Task details: Extract every line of the records below that contains the string "door", matching case exactly.

Data provided:
····················

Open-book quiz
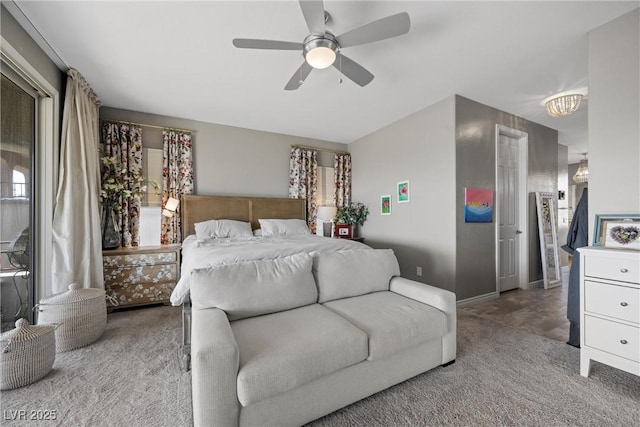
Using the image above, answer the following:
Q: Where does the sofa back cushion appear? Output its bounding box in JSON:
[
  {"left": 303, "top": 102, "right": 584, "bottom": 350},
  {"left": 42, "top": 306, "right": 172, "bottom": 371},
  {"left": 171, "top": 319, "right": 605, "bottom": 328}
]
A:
[
  {"left": 191, "top": 254, "right": 318, "bottom": 320},
  {"left": 313, "top": 249, "right": 400, "bottom": 303}
]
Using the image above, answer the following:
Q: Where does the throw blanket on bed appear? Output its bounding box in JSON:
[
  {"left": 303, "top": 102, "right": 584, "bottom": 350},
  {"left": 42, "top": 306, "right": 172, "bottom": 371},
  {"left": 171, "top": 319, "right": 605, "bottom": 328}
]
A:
[{"left": 171, "top": 235, "right": 371, "bottom": 305}]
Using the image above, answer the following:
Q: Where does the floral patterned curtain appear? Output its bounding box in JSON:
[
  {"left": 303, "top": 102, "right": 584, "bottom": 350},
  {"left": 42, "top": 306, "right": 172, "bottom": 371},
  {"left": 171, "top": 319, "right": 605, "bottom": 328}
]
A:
[
  {"left": 289, "top": 147, "right": 318, "bottom": 233},
  {"left": 102, "top": 122, "right": 142, "bottom": 248},
  {"left": 333, "top": 153, "right": 351, "bottom": 208},
  {"left": 160, "top": 129, "right": 193, "bottom": 245}
]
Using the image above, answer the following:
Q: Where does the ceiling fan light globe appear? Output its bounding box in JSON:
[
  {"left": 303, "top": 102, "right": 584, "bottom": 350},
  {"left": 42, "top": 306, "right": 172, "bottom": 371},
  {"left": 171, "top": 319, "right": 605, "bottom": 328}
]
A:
[{"left": 304, "top": 46, "right": 336, "bottom": 70}]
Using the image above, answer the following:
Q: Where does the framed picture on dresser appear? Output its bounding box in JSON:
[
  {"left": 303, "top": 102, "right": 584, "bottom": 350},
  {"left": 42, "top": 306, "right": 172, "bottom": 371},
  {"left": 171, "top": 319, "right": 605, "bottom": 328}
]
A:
[{"left": 593, "top": 214, "right": 640, "bottom": 250}]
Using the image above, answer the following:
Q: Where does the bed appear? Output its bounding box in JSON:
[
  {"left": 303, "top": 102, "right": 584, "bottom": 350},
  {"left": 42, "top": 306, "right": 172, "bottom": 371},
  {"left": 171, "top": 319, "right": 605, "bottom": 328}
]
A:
[{"left": 171, "top": 195, "right": 368, "bottom": 359}]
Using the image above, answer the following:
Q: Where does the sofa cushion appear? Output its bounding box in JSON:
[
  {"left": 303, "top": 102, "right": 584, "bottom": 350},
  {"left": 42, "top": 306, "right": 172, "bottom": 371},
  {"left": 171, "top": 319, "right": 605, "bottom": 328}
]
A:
[
  {"left": 324, "top": 291, "right": 447, "bottom": 360},
  {"left": 312, "top": 249, "right": 400, "bottom": 303},
  {"left": 231, "top": 304, "right": 368, "bottom": 406},
  {"left": 191, "top": 253, "right": 318, "bottom": 320}
]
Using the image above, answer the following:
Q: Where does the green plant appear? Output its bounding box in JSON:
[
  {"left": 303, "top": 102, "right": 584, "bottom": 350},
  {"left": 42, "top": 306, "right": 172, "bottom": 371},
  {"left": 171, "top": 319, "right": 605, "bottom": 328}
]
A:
[
  {"left": 336, "top": 203, "right": 369, "bottom": 225},
  {"left": 100, "top": 156, "right": 159, "bottom": 211}
]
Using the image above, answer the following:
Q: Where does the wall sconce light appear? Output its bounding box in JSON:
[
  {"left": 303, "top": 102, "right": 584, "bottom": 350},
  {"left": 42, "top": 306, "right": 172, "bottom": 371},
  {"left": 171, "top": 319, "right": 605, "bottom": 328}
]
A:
[
  {"left": 573, "top": 153, "right": 589, "bottom": 184},
  {"left": 162, "top": 197, "right": 180, "bottom": 218},
  {"left": 316, "top": 206, "right": 338, "bottom": 237},
  {"left": 542, "top": 88, "right": 587, "bottom": 117}
]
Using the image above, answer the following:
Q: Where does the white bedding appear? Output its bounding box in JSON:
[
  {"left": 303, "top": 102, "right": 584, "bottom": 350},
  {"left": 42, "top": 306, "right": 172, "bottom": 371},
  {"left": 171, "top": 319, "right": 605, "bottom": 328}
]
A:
[{"left": 171, "top": 235, "right": 370, "bottom": 305}]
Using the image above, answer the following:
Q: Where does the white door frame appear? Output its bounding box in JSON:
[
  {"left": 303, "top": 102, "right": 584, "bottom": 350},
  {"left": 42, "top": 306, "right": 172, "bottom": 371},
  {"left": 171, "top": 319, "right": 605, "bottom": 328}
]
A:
[
  {"left": 494, "top": 124, "right": 529, "bottom": 295},
  {"left": 0, "top": 37, "right": 60, "bottom": 303}
]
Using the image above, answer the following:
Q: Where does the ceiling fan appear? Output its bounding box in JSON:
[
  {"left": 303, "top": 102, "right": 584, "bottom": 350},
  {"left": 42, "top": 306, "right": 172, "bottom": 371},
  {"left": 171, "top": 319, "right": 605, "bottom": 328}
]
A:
[{"left": 233, "top": 0, "right": 411, "bottom": 90}]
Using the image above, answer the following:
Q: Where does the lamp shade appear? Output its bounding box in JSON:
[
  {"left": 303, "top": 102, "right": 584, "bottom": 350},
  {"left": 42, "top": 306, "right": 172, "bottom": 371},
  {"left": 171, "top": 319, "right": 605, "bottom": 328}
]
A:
[
  {"left": 573, "top": 160, "right": 589, "bottom": 184},
  {"left": 542, "top": 88, "right": 587, "bottom": 117},
  {"left": 318, "top": 206, "right": 338, "bottom": 220},
  {"left": 162, "top": 197, "right": 180, "bottom": 218}
]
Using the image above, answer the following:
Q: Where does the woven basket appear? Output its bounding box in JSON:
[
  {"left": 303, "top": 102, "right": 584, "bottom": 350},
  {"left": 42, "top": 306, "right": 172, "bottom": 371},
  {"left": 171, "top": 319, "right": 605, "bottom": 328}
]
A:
[
  {"left": 38, "top": 283, "right": 107, "bottom": 353},
  {"left": 0, "top": 319, "right": 56, "bottom": 390}
]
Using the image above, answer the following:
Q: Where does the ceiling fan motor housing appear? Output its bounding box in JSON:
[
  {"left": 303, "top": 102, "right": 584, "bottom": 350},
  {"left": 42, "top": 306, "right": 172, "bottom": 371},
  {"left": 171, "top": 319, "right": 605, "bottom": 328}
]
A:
[{"left": 302, "top": 31, "right": 340, "bottom": 69}]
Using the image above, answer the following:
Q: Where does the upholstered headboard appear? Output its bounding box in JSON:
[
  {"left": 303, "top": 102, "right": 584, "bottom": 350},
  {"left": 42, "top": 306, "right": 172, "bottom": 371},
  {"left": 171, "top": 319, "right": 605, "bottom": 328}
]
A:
[{"left": 180, "top": 195, "right": 307, "bottom": 238}]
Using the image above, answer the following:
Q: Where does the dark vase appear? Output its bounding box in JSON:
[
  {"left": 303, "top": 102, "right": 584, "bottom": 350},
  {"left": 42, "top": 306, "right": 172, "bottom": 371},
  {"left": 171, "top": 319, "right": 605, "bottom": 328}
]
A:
[{"left": 102, "top": 203, "right": 120, "bottom": 249}]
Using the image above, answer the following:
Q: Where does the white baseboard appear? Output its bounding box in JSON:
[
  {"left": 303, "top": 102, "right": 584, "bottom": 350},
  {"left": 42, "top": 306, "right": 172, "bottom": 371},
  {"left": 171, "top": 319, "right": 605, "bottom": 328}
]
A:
[
  {"left": 520, "top": 279, "right": 544, "bottom": 291},
  {"left": 456, "top": 292, "right": 500, "bottom": 308}
]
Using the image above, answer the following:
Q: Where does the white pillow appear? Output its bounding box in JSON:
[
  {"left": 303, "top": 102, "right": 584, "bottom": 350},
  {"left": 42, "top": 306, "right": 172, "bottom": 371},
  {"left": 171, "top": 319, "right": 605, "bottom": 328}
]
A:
[
  {"left": 194, "top": 219, "right": 253, "bottom": 239},
  {"left": 258, "top": 219, "right": 311, "bottom": 236}
]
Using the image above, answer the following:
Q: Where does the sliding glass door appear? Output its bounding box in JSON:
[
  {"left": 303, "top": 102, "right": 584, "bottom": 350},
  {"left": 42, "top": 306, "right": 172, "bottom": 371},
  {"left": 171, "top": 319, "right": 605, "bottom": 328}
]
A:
[{"left": 0, "top": 69, "right": 38, "bottom": 331}]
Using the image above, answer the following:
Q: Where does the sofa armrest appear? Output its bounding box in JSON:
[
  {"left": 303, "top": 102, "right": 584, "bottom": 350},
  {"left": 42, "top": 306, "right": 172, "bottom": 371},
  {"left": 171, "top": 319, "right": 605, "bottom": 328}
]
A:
[
  {"left": 389, "top": 277, "right": 457, "bottom": 365},
  {"left": 191, "top": 308, "right": 240, "bottom": 426}
]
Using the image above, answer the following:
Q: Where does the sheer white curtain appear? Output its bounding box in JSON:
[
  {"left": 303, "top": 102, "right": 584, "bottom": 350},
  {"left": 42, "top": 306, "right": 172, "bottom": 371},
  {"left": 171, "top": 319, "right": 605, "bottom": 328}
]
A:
[
  {"left": 51, "top": 69, "right": 104, "bottom": 293},
  {"left": 333, "top": 153, "right": 351, "bottom": 208},
  {"left": 289, "top": 146, "right": 318, "bottom": 233}
]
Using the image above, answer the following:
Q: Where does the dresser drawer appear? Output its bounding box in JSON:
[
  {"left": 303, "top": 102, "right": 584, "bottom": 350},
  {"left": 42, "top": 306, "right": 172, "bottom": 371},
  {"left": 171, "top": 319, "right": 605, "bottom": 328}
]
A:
[
  {"left": 584, "top": 316, "right": 640, "bottom": 362},
  {"left": 584, "top": 280, "right": 640, "bottom": 324},
  {"left": 584, "top": 255, "right": 640, "bottom": 283},
  {"left": 105, "top": 282, "right": 176, "bottom": 308},
  {"left": 102, "top": 251, "right": 177, "bottom": 268}
]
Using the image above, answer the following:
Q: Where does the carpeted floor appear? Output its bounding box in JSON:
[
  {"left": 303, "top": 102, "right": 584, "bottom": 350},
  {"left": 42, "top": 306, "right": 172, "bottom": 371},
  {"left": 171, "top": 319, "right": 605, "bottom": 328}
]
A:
[{"left": 0, "top": 307, "right": 640, "bottom": 427}]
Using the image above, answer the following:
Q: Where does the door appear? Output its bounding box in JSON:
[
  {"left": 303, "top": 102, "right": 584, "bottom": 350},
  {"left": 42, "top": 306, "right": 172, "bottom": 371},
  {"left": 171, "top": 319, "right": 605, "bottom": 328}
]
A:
[
  {"left": 496, "top": 125, "right": 529, "bottom": 293},
  {"left": 0, "top": 70, "right": 36, "bottom": 330}
]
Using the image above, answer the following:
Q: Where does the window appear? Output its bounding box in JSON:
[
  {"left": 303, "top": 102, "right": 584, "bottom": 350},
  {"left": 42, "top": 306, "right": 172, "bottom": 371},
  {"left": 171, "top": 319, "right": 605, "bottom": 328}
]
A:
[
  {"left": 139, "top": 148, "right": 163, "bottom": 246},
  {"left": 316, "top": 166, "right": 335, "bottom": 206},
  {"left": 0, "top": 39, "right": 60, "bottom": 327},
  {"left": 0, "top": 73, "right": 38, "bottom": 330}
]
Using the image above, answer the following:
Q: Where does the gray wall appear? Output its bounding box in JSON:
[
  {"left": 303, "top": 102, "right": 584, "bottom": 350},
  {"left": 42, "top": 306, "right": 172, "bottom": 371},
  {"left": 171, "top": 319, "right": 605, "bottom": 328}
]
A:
[
  {"left": 349, "top": 97, "right": 456, "bottom": 291},
  {"left": 589, "top": 9, "right": 640, "bottom": 237},
  {"left": 349, "top": 95, "right": 558, "bottom": 300},
  {"left": 0, "top": 6, "right": 65, "bottom": 101},
  {"left": 557, "top": 144, "right": 575, "bottom": 267},
  {"left": 100, "top": 107, "right": 347, "bottom": 197},
  {"left": 455, "top": 96, "right": 558, "bottom": 300}
]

····················

Right answer:
Q: Where does the white door frame appear? Output its bounding box in JSON:
Q: Where does the sliding glass door appear? Output its bounding box in JSON:
Q: Where does the door appear? Output its bounding box in JSON:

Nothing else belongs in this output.